--- start ---
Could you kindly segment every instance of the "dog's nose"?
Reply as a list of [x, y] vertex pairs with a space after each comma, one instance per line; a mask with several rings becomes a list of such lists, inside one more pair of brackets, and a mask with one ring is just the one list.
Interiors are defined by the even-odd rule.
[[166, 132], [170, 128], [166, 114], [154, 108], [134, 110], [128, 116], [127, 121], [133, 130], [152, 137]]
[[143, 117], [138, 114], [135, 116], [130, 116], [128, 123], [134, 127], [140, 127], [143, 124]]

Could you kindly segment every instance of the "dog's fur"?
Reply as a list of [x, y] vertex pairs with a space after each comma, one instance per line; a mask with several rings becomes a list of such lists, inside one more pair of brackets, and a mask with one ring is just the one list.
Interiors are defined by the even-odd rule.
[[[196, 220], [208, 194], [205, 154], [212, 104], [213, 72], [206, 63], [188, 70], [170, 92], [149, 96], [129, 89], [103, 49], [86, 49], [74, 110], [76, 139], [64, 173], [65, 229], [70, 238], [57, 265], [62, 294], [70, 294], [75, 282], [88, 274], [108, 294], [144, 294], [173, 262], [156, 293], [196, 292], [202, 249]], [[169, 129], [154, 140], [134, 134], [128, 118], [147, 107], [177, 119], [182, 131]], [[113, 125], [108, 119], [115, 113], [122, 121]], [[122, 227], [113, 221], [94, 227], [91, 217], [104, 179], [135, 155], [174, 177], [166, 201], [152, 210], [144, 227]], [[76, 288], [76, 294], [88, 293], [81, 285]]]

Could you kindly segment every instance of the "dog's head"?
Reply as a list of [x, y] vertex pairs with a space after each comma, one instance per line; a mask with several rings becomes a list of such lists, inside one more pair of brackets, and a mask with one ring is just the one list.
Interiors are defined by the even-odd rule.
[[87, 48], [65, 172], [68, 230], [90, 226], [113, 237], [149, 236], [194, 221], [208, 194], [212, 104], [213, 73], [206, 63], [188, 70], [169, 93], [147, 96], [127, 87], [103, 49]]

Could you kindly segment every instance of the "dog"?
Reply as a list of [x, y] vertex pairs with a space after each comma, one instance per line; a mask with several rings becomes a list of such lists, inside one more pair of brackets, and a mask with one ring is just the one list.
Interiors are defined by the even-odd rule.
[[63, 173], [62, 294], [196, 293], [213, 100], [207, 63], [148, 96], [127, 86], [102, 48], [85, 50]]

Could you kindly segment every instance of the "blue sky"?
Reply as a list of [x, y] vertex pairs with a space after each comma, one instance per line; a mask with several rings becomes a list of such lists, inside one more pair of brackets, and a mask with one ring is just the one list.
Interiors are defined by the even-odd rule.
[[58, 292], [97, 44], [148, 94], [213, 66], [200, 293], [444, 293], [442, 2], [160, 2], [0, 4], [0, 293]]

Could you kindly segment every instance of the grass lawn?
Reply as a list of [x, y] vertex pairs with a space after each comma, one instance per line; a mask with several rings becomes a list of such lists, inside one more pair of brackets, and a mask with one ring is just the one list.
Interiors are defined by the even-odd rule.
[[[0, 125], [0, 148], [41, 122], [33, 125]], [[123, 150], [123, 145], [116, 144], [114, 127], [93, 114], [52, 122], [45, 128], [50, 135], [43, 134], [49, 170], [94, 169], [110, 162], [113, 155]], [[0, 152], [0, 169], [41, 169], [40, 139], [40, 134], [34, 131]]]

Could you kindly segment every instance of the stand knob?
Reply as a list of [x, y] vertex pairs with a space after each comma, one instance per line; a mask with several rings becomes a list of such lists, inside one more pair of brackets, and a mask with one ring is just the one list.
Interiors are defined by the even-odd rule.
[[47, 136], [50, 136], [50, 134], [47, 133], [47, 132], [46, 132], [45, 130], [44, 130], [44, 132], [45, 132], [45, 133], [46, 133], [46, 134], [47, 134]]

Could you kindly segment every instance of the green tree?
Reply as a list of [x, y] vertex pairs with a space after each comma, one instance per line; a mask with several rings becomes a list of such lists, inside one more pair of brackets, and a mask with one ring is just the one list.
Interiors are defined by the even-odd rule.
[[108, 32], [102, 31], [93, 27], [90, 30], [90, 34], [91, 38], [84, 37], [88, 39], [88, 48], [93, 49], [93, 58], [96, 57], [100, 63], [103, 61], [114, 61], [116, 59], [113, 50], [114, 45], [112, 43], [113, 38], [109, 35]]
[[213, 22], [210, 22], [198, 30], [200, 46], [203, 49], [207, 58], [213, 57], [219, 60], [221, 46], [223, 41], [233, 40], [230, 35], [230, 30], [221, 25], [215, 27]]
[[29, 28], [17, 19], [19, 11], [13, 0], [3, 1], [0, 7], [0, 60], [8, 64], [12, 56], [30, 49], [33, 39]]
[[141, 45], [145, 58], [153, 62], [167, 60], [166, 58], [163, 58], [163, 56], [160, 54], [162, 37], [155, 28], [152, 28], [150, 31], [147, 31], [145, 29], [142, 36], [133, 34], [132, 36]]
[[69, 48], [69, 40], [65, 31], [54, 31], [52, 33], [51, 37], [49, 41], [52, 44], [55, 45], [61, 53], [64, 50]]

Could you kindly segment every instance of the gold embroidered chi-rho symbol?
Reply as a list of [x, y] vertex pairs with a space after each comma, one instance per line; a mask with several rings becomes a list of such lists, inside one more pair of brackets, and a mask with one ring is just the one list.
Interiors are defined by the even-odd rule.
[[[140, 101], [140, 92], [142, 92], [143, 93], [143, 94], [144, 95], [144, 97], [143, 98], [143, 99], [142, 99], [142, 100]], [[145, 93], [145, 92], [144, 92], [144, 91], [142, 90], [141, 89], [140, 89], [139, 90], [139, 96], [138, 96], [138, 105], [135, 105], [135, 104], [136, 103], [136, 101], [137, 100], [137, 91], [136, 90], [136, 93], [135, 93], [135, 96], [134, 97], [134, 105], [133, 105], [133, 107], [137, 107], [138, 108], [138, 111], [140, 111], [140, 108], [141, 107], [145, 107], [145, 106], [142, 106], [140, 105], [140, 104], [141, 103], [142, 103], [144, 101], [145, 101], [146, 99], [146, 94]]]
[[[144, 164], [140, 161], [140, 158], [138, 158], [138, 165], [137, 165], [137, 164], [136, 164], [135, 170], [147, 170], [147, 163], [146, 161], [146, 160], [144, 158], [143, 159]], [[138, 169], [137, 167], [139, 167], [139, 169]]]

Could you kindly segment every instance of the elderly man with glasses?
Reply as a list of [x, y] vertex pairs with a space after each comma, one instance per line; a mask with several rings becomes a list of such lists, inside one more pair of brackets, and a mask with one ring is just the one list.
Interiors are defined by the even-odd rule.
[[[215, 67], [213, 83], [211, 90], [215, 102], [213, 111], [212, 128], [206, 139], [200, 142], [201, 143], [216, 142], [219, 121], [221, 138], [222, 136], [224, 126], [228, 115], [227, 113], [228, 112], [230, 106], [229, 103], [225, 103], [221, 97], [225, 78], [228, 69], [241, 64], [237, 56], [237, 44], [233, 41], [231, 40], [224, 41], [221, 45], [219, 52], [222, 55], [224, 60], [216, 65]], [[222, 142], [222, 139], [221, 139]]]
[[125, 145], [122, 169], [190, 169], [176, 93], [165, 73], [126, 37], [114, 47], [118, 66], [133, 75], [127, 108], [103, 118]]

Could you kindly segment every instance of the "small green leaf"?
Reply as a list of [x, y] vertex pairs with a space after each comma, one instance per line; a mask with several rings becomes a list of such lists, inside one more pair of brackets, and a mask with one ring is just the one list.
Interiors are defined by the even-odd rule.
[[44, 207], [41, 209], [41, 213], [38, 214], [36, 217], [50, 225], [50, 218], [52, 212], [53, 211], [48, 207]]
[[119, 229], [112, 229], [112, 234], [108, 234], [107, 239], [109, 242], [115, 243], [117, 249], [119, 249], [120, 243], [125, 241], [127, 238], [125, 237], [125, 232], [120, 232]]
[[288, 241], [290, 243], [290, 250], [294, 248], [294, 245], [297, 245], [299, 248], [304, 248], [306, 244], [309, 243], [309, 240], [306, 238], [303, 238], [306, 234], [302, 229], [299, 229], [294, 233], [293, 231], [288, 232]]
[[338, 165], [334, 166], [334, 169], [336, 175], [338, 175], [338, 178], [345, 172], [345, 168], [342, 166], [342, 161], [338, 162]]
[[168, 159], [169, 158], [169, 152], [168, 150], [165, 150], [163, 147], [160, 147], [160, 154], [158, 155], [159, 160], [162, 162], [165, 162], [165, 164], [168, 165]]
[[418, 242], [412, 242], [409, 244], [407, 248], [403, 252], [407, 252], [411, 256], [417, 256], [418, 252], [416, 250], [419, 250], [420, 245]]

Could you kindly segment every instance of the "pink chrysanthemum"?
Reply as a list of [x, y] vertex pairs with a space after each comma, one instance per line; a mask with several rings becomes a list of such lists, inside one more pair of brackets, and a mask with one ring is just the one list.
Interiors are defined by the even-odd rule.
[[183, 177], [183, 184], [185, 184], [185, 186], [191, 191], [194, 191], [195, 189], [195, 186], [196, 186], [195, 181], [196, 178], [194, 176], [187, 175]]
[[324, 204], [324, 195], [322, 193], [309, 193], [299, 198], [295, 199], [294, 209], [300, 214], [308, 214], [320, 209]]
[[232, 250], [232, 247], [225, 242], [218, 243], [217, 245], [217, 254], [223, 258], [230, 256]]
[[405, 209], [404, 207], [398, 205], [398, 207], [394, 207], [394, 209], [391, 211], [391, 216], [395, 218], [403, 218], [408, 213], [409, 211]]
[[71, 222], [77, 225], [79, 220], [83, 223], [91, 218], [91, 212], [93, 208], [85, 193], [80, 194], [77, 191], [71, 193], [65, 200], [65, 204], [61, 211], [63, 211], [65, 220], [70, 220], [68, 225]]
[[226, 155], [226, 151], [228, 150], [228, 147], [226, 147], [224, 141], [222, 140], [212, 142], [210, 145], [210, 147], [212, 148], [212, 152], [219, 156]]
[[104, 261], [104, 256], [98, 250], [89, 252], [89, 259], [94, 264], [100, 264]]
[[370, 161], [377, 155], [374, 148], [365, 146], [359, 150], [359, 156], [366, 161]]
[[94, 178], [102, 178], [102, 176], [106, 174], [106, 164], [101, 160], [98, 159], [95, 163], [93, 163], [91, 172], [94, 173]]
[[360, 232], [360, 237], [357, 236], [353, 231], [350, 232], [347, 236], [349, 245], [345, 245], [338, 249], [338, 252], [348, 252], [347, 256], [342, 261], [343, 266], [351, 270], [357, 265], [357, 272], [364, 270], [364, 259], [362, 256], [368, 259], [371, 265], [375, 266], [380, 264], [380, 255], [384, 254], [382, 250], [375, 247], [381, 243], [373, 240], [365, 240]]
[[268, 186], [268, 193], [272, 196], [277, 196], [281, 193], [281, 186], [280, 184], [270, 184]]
--- end ---
- _Problem to solve_
Copy the records word for word, from the line containing "Could you kindly segment every instance of the grass" to the line containing "134], [47, 134]]", including both of those lines.

- _Answer to this task_
Could you kindly segment every instance of the grass lawn?
Reply as a list of [x, y] vertex pairs with a space after each comma, one instance per line; a mask with several rings becomes a list of such lists, inside one more pair of brackets, and a mask with one ring is just the one list.
Interiors are defined by the even-odd rule.
[[[0, 125], [0, 148], [41, 122], [33, 125]], [[123, 150], [123, 145], [116, 144], [114, 127], [93, 114], [52, 122], [45, 128], [50, 135], [43, 134], [49, 170], [94, 169], [110, 162], [113, 155]], [[0, 152], [0, 169], [41, 169], [40, 139], [40, 134], [34, 131]]]

Could you kindly segment every instance of the stand knob?
Reply as a list of [x, y] vertex pairs with a space after each comma, one instance per line; a mask with several rings becomes a list of such lists, inside one more pair of brackets, and a mask with one ring is just the one list.
Interiors are defined by the even-odd rule.
[[47, 136], [50, 136], [50, 134], [47, 133], [47, 132], [46, 132], [45, 130], [44, 130], [44, 132], [45, 132], [45, 133], [46, 133], [46, 134], [47, 134]]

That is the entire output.